PROBLEM DETAILS =>
Quote the lines of the records below verbatim, starting with the line that contains "Mark the overcast" and continuing through the final line of the records, both ends included.

Start of RECORDED INFORMATION

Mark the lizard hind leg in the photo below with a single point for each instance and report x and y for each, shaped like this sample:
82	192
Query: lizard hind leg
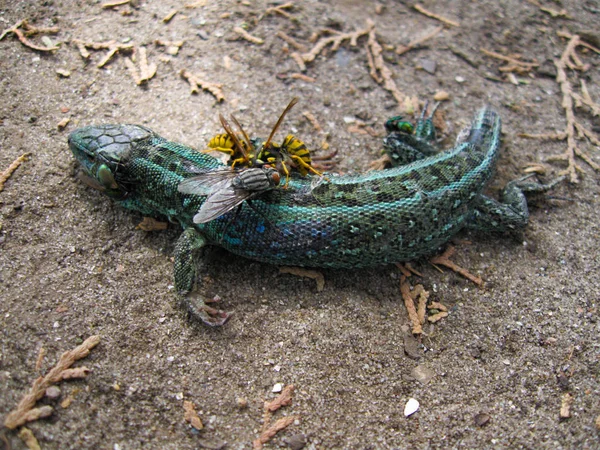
187	246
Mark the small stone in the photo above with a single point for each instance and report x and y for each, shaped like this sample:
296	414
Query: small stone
422	374
441	96
53	392
296	442
411	407
412	348
482	419
428	66
63	73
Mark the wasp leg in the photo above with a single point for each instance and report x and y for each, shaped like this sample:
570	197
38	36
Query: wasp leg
306	166
185	276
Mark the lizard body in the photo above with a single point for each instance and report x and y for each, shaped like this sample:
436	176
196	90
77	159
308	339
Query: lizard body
381	217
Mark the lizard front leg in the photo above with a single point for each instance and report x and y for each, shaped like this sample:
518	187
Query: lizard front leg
511	213
189	243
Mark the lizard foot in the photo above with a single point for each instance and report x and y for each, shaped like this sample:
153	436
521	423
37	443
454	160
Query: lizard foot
198	309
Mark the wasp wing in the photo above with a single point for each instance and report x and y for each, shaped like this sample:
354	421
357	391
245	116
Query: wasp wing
221	202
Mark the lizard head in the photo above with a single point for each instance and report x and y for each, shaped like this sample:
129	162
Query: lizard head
102	152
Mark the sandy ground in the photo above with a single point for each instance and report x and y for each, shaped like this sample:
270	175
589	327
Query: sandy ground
72	264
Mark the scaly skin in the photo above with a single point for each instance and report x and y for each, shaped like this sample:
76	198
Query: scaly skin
394	215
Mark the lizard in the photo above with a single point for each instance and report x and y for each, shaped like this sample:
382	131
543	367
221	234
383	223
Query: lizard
351	221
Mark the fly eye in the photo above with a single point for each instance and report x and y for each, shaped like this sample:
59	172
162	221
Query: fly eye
106	177
276	178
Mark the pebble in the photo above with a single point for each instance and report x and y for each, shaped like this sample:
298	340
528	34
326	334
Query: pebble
428	66
411	407
53	392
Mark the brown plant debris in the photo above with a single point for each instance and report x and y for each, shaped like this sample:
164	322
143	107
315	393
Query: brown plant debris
514	64
26	435
335	41
409	304
247	36
196	83
170	15
301	76
25	411
172	46
301	272
378	70
40	359
191	416
146	72
313	121
115	4
268	430
22	30
565	406
4	176
444	260
436	16
281	10
283	399
113	48
574	130
266	435
151	224
402	49
291	41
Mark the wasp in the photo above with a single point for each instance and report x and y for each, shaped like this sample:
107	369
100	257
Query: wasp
226	189
290	155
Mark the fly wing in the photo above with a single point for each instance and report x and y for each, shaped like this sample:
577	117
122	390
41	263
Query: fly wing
207	183
220	202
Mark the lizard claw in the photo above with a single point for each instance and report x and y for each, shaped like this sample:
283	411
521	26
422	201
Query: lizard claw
212	317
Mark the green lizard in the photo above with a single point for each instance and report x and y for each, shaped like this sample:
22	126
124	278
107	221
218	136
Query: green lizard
381	217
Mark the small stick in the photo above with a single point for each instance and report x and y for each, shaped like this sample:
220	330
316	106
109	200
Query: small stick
25	411
4	176
115	3
435	16
291	41
244	34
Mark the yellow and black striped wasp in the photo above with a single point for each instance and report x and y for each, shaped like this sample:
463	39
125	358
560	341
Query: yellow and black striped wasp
291	155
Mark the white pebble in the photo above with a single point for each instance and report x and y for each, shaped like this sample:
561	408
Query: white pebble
411	407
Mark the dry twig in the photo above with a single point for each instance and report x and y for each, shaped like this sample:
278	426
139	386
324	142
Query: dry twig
30	30
514	64
570	60
245	35
197	83
435	16
444	260
335	42
191	416
10	169
147	71
113	48
25	411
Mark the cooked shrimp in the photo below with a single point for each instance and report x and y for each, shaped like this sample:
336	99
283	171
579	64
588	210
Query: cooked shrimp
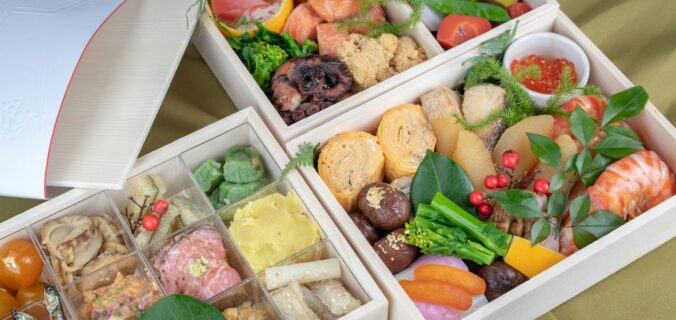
593	105
627	188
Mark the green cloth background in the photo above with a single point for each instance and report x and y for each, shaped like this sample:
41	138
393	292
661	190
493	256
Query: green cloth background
638	35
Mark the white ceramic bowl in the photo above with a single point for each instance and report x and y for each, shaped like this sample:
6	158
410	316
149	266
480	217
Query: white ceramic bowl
551	46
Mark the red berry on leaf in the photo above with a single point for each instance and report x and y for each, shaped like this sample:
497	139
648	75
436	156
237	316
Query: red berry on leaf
510	159
485	209
502	181
491	182
476	198
541	185
161	206
150	222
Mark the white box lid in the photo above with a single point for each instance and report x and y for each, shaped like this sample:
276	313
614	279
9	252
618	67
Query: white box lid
112	99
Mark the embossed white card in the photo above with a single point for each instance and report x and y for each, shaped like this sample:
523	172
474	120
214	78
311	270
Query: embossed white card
41	42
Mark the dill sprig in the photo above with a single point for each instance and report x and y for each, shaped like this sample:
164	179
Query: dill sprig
304	157
376	29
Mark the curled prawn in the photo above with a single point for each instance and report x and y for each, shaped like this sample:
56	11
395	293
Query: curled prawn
627	188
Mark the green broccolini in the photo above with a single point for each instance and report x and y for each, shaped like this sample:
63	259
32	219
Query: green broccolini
429	232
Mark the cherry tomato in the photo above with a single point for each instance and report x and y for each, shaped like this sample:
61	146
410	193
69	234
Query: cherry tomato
502	181
20	265
491	182
161	206
7	303
150	222
518	9
485	209
456	29
510	159
32	293
541	185
476	198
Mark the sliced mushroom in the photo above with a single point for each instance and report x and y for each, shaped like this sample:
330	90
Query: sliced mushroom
62	230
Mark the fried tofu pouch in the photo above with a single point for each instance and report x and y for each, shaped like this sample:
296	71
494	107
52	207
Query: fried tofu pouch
348	162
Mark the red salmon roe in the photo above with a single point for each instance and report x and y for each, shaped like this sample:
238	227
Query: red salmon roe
550	73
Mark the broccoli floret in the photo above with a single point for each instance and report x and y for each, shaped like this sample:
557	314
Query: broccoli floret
262	59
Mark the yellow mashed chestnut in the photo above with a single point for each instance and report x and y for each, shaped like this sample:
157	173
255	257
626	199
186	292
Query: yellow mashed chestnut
273	228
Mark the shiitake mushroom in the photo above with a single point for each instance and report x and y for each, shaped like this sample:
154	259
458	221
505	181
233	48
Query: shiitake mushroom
386	207
396	254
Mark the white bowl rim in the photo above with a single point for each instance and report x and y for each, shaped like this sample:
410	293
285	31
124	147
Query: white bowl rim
530	37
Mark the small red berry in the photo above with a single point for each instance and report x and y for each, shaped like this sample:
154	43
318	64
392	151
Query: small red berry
150	222
476	198
485	209
541	185
161	206
510	159
491	182
502	181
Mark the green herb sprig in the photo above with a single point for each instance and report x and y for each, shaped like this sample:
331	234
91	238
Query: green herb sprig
620	141
304	157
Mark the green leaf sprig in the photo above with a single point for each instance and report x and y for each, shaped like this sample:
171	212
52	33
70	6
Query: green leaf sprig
361	20
619	141
304	157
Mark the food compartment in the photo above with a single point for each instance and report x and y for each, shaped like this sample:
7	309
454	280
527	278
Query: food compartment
231	166
82	238
201	260
271	225
121	290
23	290
245	299
314	282
160	201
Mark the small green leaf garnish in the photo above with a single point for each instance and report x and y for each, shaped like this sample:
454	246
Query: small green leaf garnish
304	157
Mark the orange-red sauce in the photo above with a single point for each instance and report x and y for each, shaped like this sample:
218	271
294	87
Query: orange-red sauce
550	73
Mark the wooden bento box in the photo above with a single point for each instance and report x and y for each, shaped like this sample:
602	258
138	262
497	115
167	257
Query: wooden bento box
244	92
570	276
173	165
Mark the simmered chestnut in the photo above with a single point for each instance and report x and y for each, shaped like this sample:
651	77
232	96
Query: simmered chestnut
386	207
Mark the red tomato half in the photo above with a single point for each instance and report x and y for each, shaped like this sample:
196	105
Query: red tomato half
456	29
231	10
518	9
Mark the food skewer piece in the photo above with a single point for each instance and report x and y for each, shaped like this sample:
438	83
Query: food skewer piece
277	277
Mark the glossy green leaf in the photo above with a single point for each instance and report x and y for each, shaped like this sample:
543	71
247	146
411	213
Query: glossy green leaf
557	181
545	149
181	307
582	125
518	203
570	163
579	208
539	231
556	204
595	226
618	146
583	161
469	8
438	173
624	105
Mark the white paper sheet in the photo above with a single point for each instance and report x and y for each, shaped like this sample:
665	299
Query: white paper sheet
41	42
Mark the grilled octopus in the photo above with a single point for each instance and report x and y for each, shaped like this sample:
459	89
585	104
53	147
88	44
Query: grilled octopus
305	85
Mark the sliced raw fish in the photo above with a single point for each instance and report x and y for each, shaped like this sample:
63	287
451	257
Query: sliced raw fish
334	10
302	23
329	38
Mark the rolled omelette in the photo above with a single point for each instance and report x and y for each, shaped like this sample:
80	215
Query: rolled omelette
348	162
405	135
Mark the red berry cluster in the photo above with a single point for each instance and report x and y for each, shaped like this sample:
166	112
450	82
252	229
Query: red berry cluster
151	221
509	160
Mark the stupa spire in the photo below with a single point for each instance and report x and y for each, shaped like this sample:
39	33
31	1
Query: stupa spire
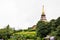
43	10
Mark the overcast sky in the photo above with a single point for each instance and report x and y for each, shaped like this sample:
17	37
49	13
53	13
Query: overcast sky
21	14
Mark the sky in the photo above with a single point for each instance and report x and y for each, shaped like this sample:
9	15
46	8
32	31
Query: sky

End of RECORDED INFORMATION

CORRECT RESPONSE =>
Mark the overcast sky in the photo above with a single point for each instance and report x and y for each, shaped like this sample:
17	37
49	13
53	13
Query: overcast sky
21	14
Mark the sky in the photo above with a single point for each instance and report x and y for each, shaped like this sample:
9	15
46	8
32	31
Query: sky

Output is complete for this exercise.